- _Selected passage_:
------------------------------------------------

When you give feedback to others, how do they normally respond to you?
Feedback is important when you want to perform at your best. I have watched many competitions, and the salient difference between a better performance and a good performance may boil down to the quality of feedback the performer receives and acts on, from their coach and mentors.
Feedback is nothing more than a technical term for the process of communication. Before you can receive feedback, you will need to engage some form of ‘feed forward’. Feed forward leads to feed back. In between the transmission (to use a radio term), there is a possibility of interference.
You can feed forward questions, and get feed back (responses) from your recipient. Whether you like it, or like it more, feedback can be useful if the intention is good. Most people have good intentions, however the delivery of the feedback may be ineffective or lacks the impact. Here are some ways to give feedback that leaves an indelible impression.
CATCH THEM DOING RIGHT
Tell them when somebody is doing something well, or correctly. It is so easy to criticize, and people are so programmed to tell people off. Tell them ON. This will switch them on to other useful feedback that may follow. When was the last time you felt compelled to tell a service-staff how much you appreciated their help? Tell them face-to-face; perhaps, even write a complimentary e-mail to their organization.
CATCH THEM IN THE ACT
Practice makes perfect. Right? Not exactly! Perfect practice make perfect. Wrong practice makes permanent. Do you always want to go about the pathway of ‘learn, unlearn, and relearn’? It takes about 30 days to replace a habit, with another. If your staff has a questionable behavior, or is not performing to the best of their abilities have a chat with them. Engage them in a productive conversation. A productive conversation is one where, when both parties leave, they have a heightened sense of respect and assurance for each other. As my teacher, Jan Kelly would say: ‘For bigger. For longer.’ That is, make a person feel bigger than they are, and enhance that experience.
CORRECT THEM WHEN THEY DO IT INCORRECTLY
How you correct a person when they are wrong is, use a format of Situation, Behavior and Consequence. Essentially, inform the person of the specific, useless behavior that they demonstrated during a particular event (a recent one, of course), and the consequence of this behavior on you, or others. Consequences have a logical way of nudging a person out of their stupor (unconscious awareness). If the damage has been done, ask them what they will do differently the next time.
ENCOURAGEMENT IS A POWERFUL TOOL OF MOTIVATING
Be encouraging. Use words of encouragement. Encourage means ‘to give courage’. It is complimentary to ‘empower’, although this is a much more complex process to implement. How do you give courage to others? What can you say or do, that engages a person’s sense of courage? When you feel courageous, what else are you capable of doing?
COMPLIMENT WHEN YOU CAN, DIRECTLY OR INDIRECTLY
The late-Insoo Kim Berg (Brief Therapy co-founder) encouraged us to give daily compliments. It can make this world a better place to live in.
Leadership Lessons: Catch them doing right, and correct them when you have to. Lead with your astute observation and acute sense of performance.

------------------------------------------------

- _Data section_:
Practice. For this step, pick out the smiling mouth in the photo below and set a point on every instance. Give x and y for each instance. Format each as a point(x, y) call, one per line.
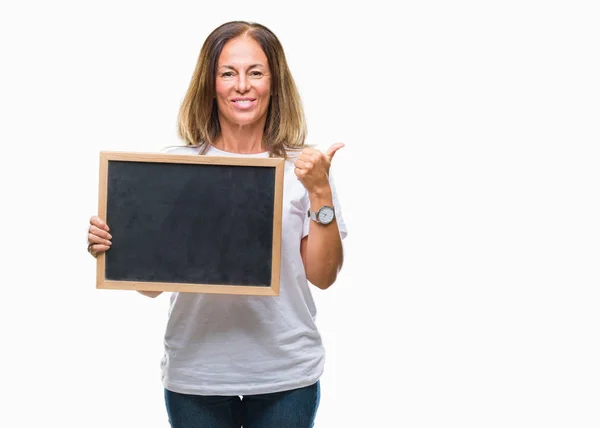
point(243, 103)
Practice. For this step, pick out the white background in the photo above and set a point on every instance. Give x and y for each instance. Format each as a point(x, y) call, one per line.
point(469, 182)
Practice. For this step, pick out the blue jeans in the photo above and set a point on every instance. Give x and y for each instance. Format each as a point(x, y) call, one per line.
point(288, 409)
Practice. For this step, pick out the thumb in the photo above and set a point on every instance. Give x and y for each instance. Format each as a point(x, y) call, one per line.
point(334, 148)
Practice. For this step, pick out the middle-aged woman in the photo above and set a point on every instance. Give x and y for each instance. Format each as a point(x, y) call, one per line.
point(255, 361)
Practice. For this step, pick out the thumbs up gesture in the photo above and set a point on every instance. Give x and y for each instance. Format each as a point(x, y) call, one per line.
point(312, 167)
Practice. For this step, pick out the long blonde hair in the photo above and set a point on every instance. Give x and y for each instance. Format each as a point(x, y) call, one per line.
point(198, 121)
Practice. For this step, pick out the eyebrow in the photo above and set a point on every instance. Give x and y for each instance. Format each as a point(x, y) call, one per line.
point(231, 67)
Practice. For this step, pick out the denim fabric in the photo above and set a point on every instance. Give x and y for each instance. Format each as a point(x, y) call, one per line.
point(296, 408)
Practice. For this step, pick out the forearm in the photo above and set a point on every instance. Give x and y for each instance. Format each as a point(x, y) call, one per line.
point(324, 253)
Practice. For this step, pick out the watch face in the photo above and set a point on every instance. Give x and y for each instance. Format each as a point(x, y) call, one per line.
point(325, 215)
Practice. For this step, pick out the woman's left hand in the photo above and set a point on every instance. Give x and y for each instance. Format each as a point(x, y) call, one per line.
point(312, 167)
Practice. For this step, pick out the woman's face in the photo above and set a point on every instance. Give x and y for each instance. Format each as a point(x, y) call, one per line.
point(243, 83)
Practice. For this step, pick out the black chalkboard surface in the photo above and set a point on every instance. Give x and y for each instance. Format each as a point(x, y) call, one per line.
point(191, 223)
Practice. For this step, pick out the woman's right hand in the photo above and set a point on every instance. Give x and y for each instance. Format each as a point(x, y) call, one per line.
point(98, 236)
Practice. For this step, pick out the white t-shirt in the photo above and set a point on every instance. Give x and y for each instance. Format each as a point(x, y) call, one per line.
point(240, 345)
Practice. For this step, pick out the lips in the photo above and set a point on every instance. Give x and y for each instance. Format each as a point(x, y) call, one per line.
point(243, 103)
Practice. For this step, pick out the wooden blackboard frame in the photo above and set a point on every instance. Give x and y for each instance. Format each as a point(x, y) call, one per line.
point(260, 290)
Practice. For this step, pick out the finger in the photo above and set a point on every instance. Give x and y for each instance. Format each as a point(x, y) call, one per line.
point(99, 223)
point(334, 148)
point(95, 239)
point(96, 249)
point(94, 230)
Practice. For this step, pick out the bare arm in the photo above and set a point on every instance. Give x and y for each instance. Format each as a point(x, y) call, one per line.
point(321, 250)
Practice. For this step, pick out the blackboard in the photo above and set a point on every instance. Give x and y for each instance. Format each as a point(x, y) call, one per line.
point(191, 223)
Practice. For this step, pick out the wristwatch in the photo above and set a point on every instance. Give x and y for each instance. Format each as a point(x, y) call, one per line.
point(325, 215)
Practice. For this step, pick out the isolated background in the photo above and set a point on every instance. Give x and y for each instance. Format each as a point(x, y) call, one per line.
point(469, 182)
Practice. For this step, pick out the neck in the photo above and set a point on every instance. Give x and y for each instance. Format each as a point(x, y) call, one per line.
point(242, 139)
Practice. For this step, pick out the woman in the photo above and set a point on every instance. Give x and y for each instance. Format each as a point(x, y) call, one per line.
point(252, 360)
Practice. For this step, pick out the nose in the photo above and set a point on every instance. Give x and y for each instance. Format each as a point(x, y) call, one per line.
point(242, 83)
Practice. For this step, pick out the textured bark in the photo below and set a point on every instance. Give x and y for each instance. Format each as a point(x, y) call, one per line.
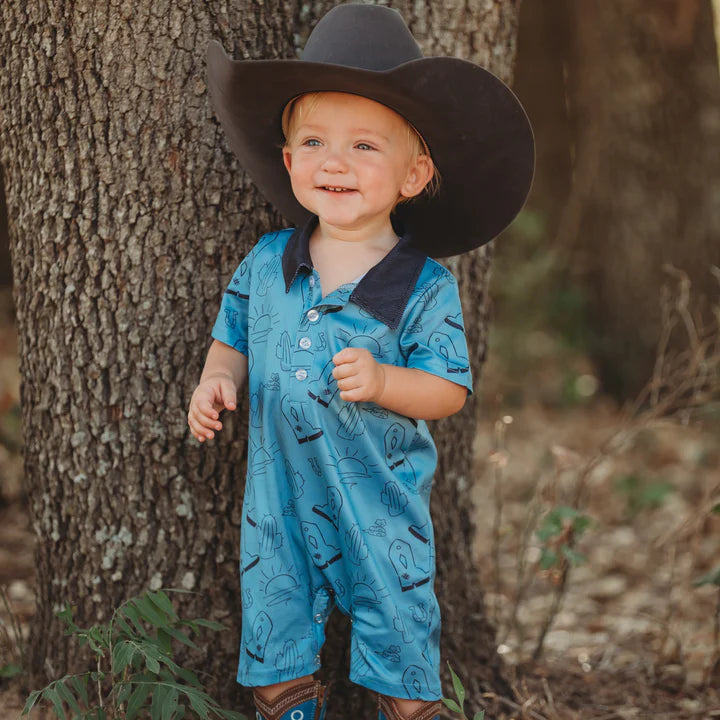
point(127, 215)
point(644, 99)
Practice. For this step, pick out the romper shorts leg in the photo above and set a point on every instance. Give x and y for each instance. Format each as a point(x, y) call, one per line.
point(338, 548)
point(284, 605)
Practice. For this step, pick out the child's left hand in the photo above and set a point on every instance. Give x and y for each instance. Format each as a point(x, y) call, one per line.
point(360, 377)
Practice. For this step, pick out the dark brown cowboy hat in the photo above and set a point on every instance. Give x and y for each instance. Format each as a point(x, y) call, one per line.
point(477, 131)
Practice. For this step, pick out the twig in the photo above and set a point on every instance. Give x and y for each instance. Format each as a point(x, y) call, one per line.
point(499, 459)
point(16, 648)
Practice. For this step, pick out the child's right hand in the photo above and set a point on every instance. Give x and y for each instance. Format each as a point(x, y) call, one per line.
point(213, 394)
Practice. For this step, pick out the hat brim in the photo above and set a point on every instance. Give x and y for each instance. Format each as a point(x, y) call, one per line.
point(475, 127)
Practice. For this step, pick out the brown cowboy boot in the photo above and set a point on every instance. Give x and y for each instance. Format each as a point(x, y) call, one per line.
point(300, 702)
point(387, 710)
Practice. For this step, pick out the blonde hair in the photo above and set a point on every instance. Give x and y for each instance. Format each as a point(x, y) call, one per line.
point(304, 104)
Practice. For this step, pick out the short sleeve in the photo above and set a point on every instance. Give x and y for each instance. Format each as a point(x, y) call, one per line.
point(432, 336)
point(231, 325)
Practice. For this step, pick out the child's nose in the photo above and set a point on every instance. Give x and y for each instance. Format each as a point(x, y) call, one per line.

------------------------------------------------

- _Brief 1_: In the feedback article, how long does it take to replace one habit with another?
- _Brief 2_: Copy the part of the feedback article that starts at "COMPLIMENT WHEN YOU" and ends at "to live in." word for word.
The material after the feedback article is separate from it and has no link to it.

- _Exercise answer 1_: About 30 days.

- _Exercise answer 2_:
COMPLIMENT WHEN YOU CAN, DIRECTLY OR INDIRECTLY
The late-Insoo Kim Berg (Brief Therapy co-founder) encouraged us to give daily compliments. It can make this world a better place to live in.